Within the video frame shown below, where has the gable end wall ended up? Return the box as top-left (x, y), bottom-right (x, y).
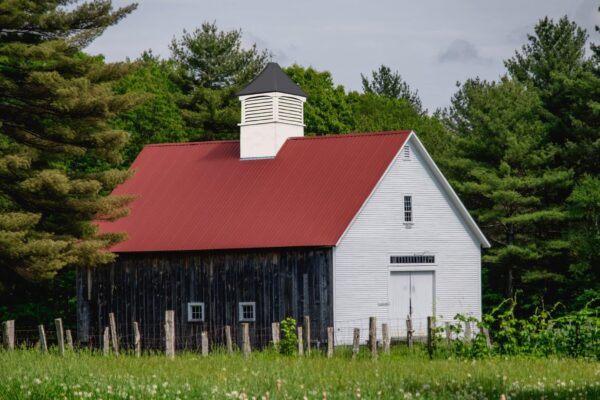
top-left (334, 137), bottom-right (481, 343)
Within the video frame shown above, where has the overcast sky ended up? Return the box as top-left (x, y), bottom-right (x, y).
top-left (88, 0), bottom-right (600, 111)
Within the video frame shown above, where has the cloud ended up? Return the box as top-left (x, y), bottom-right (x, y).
top-left (439, 39), bottom-right (490, 64)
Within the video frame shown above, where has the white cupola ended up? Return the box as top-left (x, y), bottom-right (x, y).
top-left (237, 63), bottom-right (307, 159)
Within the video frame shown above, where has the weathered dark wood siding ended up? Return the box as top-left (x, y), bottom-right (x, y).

-*-*-

Exercise
Rewrite all of the data above with every "video frame" swapped for "still image", keeping everything else the same. Omit the pictures from your answer.

Output for this exercise
Within the still image shown below, where has the gable end wall ended up? Return the box as top-left (x, y), bottom-right (x, y).
top-left (334, 137), bottom-right (481, 343)
Within the still image shown above, where has the overcast sky ended up? Return the box as top-left (x, y), bottom-right (x, y).
top-left (88, 0), bottom-right (600, 111)
Within the still image shown above, where has the cloud ended up? Return the box as top-left (x, y), bottom-right (x, y).
top-left (439, 39), bottom-right (490, 64)
Within the still image shown above, where has the white cupola ended up? Return the box as top-left (x, y), bottom-right (x, y).
top-left (237, 63), bottom-right (307, 159)
Within the still image shown above, where has the weathered dark wood siding ended up? Return the box as top-left (x, y), bottom-right (x, y).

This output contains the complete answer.